_Problem to solve_
Reproduce the entries below, swapping each occurrence of "marker" for "point" and leaving every other word unchanged.
++++++++
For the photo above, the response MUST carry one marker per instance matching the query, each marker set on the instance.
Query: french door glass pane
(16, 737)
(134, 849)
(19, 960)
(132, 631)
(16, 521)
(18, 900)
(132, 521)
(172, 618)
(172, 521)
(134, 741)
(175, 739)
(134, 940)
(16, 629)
++++++++
_Result of the exercise_
For the photo above, the response MUST carry one point per instance matching the query, each point set on the instance.
Query: french door glass pane
(16, 737)
(134, 849)
(19, 960)
(132, 631)
(16, 521)
(18, 900)
(132, 521)
(172, 618)
(172, 521)
(134, 741)
(175, 739)
(134, 940)
(16, 629)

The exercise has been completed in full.